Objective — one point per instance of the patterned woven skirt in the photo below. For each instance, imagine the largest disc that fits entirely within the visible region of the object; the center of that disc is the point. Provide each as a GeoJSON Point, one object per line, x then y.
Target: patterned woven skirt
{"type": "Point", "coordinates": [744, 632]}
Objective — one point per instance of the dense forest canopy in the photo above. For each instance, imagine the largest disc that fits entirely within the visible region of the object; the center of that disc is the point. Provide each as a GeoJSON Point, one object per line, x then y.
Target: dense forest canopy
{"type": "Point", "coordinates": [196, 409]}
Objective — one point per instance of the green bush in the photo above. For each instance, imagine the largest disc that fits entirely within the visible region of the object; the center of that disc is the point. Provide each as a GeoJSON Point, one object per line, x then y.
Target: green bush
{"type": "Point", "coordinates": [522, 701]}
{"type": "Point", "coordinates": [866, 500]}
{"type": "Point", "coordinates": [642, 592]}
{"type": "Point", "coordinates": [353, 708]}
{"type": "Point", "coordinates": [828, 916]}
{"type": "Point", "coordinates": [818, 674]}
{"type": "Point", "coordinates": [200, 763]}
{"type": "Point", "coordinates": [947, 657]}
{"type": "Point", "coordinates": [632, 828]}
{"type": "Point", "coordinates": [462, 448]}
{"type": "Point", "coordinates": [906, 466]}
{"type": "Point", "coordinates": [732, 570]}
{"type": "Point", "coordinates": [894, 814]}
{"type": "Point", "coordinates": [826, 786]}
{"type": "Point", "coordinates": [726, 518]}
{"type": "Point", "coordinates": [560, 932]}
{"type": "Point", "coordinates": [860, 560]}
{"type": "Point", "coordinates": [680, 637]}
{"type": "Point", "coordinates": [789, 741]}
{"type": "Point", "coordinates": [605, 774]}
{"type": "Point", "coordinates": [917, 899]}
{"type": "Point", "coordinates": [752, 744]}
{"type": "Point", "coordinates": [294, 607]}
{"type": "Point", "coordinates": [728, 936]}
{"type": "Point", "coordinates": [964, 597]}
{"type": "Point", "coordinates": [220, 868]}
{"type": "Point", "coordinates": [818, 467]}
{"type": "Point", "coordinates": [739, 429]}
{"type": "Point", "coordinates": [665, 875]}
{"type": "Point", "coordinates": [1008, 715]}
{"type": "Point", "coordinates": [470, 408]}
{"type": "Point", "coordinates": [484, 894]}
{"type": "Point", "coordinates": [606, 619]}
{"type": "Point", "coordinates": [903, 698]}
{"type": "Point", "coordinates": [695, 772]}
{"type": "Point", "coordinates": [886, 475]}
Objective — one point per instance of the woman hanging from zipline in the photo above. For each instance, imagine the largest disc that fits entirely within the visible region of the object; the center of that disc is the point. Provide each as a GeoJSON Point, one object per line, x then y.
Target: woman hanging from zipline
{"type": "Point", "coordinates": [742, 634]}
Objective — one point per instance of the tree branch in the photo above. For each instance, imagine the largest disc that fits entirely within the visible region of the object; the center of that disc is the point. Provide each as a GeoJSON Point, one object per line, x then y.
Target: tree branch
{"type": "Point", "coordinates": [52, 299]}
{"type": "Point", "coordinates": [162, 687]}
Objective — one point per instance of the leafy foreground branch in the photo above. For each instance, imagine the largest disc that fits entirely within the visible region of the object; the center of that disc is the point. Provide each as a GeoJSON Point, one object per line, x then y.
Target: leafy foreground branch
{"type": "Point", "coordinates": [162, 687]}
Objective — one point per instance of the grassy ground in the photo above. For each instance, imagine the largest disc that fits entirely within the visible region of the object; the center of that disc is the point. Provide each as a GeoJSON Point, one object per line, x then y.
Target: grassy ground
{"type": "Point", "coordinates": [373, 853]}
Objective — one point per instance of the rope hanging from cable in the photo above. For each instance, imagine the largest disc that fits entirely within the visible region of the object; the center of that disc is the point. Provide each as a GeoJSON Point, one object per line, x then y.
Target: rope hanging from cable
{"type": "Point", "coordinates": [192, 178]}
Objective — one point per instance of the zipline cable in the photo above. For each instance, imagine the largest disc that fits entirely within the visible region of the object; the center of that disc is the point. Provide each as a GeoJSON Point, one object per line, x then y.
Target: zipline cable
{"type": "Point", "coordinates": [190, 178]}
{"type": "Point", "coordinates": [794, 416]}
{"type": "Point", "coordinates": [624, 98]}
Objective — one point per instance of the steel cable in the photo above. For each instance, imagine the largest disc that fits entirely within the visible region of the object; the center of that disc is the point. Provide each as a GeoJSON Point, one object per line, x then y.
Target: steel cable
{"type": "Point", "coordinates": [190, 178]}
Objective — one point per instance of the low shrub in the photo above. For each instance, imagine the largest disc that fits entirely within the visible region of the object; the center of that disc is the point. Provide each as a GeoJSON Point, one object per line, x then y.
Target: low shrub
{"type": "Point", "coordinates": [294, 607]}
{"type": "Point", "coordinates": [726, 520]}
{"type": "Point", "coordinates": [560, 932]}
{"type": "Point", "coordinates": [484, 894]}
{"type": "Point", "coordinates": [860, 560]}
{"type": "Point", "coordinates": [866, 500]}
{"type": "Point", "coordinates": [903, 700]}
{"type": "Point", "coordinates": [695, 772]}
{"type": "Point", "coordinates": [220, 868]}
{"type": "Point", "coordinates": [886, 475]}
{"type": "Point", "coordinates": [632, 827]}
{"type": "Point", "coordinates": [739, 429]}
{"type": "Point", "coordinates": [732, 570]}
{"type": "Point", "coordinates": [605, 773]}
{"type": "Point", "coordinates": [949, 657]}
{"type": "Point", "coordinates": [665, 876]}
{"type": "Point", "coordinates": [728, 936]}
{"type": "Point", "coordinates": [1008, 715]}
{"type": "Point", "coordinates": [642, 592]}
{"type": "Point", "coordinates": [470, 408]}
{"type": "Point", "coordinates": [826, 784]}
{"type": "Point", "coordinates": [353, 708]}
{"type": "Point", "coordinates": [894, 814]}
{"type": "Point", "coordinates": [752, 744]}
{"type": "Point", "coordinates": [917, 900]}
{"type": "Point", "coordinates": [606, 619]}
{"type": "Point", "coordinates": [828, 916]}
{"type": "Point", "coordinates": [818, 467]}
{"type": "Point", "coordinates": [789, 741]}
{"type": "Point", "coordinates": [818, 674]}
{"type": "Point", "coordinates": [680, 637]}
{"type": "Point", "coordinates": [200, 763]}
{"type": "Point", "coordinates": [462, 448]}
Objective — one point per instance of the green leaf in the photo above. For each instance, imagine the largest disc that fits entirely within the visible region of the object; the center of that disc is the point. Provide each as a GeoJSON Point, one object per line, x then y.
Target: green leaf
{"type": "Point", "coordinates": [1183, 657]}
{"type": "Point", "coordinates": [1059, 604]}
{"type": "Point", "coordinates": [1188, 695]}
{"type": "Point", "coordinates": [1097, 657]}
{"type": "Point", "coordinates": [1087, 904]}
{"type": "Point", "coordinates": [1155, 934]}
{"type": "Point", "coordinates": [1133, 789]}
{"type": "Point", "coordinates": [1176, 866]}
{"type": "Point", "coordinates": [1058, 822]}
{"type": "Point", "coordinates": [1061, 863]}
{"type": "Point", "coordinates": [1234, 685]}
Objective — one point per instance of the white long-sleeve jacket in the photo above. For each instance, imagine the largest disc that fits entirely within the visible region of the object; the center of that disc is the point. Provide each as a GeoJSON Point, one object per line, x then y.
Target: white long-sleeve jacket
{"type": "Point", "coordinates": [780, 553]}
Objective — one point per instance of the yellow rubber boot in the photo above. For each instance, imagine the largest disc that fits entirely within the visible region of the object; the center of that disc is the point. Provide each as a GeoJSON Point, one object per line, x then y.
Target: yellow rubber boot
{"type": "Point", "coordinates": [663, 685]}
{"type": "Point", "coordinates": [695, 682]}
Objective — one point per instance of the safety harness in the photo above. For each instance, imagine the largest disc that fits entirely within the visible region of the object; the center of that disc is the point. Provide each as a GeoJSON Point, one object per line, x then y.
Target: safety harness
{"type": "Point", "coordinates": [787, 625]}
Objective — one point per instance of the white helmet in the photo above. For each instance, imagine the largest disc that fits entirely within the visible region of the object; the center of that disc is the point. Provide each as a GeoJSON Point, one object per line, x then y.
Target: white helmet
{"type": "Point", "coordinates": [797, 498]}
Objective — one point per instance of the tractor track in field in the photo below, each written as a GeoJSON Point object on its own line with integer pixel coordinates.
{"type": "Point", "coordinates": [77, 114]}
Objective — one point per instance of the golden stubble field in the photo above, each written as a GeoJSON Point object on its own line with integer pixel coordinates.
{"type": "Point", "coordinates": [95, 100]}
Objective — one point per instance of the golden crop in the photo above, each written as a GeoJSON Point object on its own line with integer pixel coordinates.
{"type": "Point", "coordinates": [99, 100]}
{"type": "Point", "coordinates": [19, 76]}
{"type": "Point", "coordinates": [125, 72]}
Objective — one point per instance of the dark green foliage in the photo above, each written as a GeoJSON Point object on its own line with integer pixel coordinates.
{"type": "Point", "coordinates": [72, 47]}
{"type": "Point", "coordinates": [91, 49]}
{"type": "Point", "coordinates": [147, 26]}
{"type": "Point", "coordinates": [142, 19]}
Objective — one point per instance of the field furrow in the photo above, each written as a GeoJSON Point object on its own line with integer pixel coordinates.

= = = = =

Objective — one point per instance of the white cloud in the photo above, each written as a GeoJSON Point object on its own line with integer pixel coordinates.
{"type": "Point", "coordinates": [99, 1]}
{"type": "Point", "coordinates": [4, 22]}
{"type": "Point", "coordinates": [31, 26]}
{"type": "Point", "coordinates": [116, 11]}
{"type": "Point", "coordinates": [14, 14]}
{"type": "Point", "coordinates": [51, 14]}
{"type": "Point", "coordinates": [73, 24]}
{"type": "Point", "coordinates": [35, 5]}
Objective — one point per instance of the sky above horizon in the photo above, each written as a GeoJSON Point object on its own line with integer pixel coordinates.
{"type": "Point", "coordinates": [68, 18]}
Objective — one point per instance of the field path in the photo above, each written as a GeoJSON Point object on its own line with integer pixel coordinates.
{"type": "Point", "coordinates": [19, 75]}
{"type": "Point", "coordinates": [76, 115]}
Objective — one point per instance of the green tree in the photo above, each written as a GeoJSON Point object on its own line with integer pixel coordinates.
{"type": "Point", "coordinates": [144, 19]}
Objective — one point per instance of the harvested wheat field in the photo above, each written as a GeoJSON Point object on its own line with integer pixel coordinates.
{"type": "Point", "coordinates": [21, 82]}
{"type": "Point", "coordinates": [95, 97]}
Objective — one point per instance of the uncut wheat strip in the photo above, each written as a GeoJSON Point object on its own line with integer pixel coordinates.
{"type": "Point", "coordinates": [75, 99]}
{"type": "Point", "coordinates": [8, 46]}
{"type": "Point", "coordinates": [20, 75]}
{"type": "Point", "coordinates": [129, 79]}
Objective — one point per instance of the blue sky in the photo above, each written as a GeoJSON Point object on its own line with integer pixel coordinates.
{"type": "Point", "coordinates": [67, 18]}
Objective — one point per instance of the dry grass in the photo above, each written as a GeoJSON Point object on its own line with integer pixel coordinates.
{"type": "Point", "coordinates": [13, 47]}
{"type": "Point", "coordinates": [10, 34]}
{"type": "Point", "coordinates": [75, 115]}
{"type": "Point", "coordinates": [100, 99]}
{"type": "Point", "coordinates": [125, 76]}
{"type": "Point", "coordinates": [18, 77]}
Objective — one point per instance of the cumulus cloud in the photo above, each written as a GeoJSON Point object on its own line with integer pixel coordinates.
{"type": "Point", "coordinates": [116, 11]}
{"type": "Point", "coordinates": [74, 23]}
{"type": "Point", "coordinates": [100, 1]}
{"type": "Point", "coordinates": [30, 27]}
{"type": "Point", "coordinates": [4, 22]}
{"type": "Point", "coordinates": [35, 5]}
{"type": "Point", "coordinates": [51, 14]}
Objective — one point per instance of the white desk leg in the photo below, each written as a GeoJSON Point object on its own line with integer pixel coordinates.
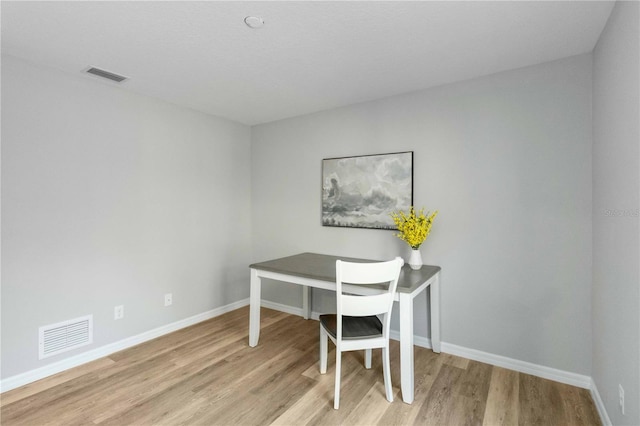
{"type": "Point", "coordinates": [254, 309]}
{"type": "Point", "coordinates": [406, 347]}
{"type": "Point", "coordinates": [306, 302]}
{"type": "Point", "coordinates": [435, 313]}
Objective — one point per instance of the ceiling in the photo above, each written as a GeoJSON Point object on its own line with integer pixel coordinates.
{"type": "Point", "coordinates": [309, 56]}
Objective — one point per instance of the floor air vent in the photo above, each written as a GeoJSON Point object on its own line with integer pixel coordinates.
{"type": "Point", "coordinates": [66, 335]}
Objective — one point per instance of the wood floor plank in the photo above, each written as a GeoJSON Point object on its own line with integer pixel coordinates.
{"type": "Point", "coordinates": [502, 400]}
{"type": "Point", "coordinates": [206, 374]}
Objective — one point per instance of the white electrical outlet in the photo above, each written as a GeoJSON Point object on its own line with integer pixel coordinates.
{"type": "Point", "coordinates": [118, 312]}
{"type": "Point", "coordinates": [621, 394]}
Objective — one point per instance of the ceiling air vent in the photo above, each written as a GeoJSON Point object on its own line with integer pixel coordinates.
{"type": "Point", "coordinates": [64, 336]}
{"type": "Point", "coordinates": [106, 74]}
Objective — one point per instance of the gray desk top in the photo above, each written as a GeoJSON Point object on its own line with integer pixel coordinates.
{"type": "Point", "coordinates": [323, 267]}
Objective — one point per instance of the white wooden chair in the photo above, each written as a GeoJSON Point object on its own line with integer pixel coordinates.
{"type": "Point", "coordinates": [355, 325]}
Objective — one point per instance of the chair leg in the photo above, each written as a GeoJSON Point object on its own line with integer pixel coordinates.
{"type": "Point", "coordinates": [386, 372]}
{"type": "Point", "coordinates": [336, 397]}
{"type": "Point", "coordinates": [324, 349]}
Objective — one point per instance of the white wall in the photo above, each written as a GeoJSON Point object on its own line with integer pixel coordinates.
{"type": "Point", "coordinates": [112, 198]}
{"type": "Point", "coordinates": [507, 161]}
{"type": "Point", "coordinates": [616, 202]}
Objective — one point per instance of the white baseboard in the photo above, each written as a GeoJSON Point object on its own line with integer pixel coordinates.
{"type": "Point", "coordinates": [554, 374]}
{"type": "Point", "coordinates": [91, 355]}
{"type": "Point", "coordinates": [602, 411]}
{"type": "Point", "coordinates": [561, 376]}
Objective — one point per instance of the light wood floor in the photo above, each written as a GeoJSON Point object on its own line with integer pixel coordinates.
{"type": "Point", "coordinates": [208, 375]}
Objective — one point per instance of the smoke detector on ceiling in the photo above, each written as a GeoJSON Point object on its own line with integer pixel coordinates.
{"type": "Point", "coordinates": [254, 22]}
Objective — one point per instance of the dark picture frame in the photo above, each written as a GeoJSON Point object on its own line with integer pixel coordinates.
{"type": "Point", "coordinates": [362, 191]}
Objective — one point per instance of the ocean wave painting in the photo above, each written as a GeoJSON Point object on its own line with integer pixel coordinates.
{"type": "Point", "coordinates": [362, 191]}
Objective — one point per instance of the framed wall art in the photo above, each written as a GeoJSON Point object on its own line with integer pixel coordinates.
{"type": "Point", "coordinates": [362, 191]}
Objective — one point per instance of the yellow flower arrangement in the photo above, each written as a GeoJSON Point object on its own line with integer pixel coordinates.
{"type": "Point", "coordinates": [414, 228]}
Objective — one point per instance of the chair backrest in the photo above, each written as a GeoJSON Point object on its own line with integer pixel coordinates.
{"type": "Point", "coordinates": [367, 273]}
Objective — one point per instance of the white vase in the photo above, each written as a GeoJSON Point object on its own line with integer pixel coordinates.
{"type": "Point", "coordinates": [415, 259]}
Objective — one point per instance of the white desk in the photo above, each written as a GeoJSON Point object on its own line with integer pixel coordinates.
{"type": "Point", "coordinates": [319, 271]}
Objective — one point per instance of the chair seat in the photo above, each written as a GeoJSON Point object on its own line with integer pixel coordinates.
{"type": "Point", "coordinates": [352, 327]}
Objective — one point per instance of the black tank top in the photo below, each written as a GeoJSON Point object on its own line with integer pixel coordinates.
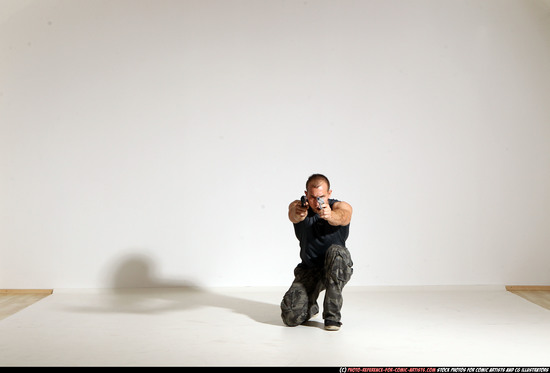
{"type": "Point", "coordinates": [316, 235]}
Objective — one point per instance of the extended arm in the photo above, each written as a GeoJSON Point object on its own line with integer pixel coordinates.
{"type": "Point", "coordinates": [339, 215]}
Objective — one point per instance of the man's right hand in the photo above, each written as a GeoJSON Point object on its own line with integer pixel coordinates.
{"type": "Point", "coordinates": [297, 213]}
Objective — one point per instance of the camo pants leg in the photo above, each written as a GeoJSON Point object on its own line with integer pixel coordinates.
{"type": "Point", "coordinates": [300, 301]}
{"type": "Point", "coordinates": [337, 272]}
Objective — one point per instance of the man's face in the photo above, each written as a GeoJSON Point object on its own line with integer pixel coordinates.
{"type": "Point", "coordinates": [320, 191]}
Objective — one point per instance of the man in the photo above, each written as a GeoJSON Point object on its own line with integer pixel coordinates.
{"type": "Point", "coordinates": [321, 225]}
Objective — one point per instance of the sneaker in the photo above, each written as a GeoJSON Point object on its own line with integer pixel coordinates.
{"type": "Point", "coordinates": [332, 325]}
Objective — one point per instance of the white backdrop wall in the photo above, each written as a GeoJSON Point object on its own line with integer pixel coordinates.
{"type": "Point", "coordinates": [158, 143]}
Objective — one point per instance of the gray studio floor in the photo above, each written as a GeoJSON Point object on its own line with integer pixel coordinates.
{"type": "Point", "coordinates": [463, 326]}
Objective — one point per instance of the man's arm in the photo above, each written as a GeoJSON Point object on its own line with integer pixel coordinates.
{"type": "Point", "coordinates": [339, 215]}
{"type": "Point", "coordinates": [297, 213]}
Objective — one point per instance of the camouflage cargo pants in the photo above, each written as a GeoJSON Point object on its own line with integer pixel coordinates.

= = = = =

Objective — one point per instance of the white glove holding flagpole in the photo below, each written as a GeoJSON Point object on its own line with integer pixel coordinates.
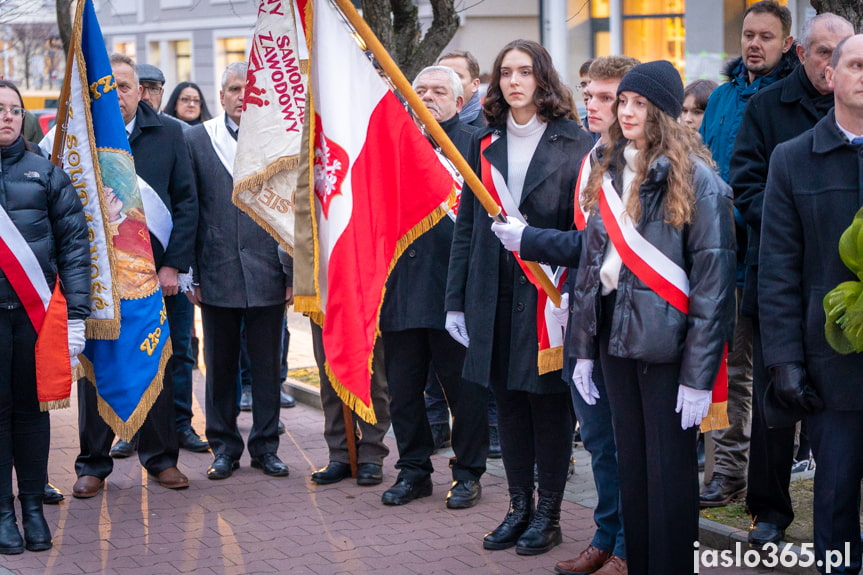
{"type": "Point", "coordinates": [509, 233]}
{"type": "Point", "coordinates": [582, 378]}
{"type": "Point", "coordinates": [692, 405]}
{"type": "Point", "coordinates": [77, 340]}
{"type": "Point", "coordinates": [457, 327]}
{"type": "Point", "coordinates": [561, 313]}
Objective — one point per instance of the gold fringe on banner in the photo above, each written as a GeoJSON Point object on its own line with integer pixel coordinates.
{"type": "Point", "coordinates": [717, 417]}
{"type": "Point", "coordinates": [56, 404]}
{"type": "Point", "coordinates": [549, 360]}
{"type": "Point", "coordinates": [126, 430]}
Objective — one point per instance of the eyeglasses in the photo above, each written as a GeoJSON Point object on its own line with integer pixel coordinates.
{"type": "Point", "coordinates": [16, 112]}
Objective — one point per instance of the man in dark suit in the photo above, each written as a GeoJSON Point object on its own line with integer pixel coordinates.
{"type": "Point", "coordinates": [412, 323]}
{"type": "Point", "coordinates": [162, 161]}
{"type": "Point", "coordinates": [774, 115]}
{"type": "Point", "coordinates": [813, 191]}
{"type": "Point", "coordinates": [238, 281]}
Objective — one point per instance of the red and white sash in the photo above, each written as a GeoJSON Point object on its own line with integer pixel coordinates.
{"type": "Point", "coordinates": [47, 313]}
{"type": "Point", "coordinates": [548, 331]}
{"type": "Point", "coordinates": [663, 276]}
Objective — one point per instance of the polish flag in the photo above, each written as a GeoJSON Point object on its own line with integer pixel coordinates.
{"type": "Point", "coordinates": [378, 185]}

= = = = =

§ Directive: Please count the lines of the material above that contain the string "gray", treating uppercase and lowercase as different, and give only the number.

§ Correct result: 2